◆ WHAT IS EXPECTED
Please print everything from "During the 2015 season, the" down to "in this direction?" in the tenor interview below, word for word.

◆ SUPPLIED PASSAGE
┌────────

Day 78: Tenor Robert Watson in the Artist Spotlight

During the 2015 season, the blog will feature interviews with our Filene Young Artists. Today we hear from tenor Robert Watson, Pinkerton in Madama Butterfly, and Bégearss in our July production of The Ghosts of Versailles.


Which experience(s) most influenced your decision to become a professional singer? What’s the earliest point in your life that you can identify in pointing you in this direction?

My introduction to opera was very roundabout. I always loved to sing as a kid. I was loud and liked attention, so it should have been obvious right then. My mom encouraged my love of music by getting me a trumpet, but I didn’t really like it. I’d say two events sent me down the path of opera.

└────────

Stored dataset items:
┌────────

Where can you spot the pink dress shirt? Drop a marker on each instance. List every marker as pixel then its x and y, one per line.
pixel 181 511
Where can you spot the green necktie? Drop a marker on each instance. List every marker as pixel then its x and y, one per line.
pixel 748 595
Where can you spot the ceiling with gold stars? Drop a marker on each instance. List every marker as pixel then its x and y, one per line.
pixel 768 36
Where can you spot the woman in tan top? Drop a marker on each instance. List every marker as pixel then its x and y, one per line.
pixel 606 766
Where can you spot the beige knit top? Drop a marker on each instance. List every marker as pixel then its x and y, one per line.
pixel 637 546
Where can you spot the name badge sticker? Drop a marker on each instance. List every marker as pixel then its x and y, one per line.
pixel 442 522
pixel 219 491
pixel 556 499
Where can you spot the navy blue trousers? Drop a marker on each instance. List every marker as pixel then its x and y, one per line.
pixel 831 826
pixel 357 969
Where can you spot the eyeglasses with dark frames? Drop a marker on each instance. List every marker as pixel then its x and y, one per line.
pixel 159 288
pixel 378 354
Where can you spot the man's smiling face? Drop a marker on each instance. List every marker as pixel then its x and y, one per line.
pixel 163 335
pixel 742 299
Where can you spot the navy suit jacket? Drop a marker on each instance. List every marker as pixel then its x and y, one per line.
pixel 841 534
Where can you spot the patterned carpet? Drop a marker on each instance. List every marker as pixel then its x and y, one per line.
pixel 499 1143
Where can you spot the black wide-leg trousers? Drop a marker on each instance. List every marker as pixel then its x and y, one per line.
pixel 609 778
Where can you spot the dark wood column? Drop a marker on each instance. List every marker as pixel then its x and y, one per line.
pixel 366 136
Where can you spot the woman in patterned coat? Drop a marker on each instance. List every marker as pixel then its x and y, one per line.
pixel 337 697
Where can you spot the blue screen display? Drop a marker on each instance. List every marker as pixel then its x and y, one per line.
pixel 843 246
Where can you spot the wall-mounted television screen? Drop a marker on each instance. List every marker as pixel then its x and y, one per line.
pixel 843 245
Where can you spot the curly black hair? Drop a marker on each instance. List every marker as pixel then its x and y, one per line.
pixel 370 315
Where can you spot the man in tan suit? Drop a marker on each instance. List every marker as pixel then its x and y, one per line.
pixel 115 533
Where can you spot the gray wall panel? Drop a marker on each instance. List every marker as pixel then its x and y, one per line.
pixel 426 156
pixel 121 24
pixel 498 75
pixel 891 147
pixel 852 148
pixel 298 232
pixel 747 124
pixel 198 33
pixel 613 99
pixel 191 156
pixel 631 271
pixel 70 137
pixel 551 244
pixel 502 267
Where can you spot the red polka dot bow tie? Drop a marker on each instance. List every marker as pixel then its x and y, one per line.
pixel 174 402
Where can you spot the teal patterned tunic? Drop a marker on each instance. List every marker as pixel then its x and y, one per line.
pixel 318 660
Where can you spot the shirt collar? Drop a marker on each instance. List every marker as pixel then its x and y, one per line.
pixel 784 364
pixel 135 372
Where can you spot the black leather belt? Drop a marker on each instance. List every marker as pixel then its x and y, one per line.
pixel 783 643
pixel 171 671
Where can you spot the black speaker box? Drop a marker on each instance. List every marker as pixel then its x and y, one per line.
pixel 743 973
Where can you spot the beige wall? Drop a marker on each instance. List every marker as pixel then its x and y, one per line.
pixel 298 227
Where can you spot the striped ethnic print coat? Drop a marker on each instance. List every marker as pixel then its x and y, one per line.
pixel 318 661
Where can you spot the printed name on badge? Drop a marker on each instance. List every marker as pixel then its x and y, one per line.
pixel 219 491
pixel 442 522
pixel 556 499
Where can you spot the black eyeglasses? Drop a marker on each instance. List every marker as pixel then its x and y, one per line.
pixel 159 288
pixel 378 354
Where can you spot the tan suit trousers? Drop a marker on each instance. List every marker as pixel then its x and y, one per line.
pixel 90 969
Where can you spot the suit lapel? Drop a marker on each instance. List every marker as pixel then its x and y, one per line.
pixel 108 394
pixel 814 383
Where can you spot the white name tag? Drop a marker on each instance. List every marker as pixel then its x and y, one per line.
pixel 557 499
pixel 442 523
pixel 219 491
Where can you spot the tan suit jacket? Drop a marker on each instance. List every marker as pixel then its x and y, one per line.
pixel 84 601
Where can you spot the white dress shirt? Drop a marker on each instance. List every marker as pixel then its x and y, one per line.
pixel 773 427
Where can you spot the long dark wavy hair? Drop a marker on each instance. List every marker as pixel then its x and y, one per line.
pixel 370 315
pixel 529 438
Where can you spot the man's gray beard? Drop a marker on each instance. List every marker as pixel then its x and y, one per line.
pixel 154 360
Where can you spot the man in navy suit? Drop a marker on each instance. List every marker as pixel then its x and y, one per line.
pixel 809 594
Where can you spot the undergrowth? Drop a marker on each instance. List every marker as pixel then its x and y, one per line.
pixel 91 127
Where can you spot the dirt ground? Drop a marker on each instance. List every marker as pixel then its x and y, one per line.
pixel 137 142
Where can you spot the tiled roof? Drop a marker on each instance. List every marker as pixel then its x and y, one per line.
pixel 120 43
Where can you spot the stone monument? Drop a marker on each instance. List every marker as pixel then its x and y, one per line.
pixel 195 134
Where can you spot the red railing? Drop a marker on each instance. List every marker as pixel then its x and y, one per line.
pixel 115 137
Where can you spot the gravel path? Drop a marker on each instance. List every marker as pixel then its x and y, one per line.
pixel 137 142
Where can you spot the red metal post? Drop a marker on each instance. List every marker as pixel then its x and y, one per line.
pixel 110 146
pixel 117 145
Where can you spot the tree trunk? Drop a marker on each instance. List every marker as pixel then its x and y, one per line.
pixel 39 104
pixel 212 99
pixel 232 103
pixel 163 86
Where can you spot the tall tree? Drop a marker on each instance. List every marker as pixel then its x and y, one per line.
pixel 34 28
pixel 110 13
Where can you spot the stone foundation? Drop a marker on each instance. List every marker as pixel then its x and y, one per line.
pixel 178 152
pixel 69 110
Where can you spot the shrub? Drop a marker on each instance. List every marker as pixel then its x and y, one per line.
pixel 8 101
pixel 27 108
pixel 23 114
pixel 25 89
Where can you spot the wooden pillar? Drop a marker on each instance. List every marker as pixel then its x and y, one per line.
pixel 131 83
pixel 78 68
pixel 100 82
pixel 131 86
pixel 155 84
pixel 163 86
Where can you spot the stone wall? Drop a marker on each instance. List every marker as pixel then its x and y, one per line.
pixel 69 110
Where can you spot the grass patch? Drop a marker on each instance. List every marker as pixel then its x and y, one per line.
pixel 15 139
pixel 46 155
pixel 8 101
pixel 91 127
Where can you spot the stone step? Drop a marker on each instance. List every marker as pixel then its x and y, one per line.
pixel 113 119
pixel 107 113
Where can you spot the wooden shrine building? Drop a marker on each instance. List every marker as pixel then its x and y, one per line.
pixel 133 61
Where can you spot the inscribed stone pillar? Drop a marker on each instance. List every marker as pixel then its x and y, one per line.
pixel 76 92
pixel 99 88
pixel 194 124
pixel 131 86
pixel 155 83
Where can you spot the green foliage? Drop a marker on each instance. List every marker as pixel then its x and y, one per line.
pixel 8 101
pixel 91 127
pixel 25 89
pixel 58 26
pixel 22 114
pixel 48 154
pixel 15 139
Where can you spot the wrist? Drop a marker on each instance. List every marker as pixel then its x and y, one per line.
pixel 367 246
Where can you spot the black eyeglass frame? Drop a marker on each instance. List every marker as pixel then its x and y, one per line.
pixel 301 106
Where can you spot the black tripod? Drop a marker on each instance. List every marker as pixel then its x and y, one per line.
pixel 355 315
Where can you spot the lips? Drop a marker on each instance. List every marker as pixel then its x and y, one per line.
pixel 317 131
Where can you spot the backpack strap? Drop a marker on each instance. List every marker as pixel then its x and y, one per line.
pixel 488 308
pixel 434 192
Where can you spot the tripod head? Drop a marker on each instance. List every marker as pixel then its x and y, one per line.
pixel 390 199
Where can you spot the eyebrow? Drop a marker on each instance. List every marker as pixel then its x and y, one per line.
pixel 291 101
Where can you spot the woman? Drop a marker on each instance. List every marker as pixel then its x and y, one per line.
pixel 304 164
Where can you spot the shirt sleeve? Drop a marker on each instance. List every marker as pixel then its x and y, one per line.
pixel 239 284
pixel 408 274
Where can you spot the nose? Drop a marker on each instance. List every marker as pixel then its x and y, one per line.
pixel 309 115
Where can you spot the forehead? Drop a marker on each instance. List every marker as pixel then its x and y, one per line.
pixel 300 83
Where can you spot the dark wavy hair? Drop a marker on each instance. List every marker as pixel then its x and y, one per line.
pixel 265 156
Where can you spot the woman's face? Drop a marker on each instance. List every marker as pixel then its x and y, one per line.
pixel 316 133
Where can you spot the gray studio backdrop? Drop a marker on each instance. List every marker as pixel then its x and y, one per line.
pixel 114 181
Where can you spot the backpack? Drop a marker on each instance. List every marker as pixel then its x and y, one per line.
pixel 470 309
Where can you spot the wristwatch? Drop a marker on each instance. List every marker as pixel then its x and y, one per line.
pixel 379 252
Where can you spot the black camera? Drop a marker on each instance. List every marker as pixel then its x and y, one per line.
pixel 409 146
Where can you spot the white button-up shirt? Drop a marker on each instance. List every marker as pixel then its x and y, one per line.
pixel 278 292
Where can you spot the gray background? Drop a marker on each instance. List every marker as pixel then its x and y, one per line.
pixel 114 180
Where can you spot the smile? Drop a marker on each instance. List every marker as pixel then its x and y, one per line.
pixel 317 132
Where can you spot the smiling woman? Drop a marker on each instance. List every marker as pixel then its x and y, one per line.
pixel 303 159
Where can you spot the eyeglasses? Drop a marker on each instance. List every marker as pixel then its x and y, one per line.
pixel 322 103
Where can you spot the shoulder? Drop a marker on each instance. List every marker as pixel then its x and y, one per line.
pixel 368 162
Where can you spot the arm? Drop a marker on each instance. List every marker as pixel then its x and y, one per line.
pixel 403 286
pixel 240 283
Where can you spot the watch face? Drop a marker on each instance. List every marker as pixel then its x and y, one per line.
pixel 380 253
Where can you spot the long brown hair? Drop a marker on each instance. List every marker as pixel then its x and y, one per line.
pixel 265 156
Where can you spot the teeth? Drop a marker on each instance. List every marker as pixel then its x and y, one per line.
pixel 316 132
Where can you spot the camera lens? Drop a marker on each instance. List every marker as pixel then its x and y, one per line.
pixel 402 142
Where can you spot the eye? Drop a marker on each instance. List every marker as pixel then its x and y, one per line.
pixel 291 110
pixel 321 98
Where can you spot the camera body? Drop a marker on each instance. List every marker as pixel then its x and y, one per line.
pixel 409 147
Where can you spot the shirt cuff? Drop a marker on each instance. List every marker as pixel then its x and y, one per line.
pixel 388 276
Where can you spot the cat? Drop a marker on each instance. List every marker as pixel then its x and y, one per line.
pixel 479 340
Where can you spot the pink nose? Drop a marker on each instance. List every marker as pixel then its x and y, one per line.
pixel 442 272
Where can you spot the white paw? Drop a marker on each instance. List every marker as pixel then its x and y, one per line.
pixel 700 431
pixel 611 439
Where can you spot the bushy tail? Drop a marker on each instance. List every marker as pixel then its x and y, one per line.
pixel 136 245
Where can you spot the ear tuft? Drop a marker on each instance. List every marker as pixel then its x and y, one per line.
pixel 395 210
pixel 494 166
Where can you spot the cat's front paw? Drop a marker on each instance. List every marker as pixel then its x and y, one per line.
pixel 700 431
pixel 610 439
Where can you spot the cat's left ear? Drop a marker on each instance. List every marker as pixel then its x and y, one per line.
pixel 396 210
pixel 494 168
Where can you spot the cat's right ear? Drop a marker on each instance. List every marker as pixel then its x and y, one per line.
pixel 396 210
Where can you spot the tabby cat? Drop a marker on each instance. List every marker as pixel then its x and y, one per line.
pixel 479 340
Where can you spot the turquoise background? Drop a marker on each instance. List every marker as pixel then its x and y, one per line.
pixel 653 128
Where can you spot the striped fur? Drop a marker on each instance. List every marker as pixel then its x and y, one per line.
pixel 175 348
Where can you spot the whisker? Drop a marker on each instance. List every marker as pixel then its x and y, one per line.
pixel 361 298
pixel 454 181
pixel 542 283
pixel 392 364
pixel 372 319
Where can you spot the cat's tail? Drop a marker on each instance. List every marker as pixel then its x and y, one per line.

└────────

◆ ANSWER
During the 2015 season, the blog will feature interviews with our Filene Young Artists. Today we hear from tenor Robert Watson, Pinkerton in Madama Butterfly, and Bégearss in our July production of The Ghosts of Versailles.


Which experience(s) most influenced your decision to become a professional singer? What’s the earliest point in your life that you can identify in pointing you in this direction?